#### EXCERPT PROVIDED
Python List sort algo, unepected last element of the list

Question

The algorithm works as follow:

1. I find the minimum of a given list.
2. Then pop it and append it to another list.
3. Repeat step 1 and 2 until there is one element, in which case i simply append it to the other list and end the program.

Issue

The last element is always some random number which should be sorted long ago.

Source Code

lst=[randrange(1, 100) for i in range(100)]
lst2=[]
while True:
    if len(lst) > 1:
        min = 0
        for i in range(len(lst) -1):
                if min == 0:
                    min = lst[i]
                else:
                    if lst[i] < min:
                         min = lst[i]
        for j in range(len(lst) -1):
            if lst[j] == min:
                lst2.append(lst[j])
                lst.pop(j)
                break
    else:
        lst2.append(lst[0])
        break
lst = lst2
print(lst)

Answer 1

Your code has just one minor flaw. As @Tomerikoo pointed out already, there is just a little mistake at the iterators. The correct code would look like this:

lst=[randrange(1, 100) for i in range(100)]
lst2=[]
while True:
    if len(lst) > 1:
        min = 0
        for i in range(len(lst)):
                if min == 0:
                    min = lst[i]
                else:
                    if lst[i] < min:
                         min = lst[i]
        for j in range(len(lst)):
            if lst[j] == min:
                lst2.append(lst[j])
                lst.pop(j)
                break
    else:
        lst2.append(lst[0])
        break
lst = lst2
print(lst)

There is a bit more elegant implementation, that iterates over the list items instead of just the indices.

lst=[randrange(1, 100) for i in range(100)]
lst2=[]
while True:
    if len(lst) > 1:
        min = 0
        for item in lst:
                if min == 0:
                    min = item
                else:
                    if item < min:
                         min = item
        for idx, item in enumerate(lst):
            if item == min:
                lst2.append(item)
########
#### COLLECTED DATA
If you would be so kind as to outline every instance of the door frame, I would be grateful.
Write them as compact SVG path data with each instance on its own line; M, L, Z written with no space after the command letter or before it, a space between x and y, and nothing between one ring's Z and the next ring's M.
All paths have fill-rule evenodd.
########
*PROBLEM SET*:
[1] In the Python sorting thread, what problem does the asker report with the output?
[2] Extract a passage from the Python sorting thread word for word. Begin at the words "Python List sort" and stop after "end the program.".

*ANSWERS TO EACH TASK*:
[1] The last element is always some random number that should have been sorted long before.

[2]
Python List sort algo, unepected last element of the list

Question

The algorithm works as follow:

1. I find the minimum of a given list.
2. Then pop it and append it to another list.
3. Repeat step 1 and 2 until there is one element, in which case i simply append it to the other list and end the program.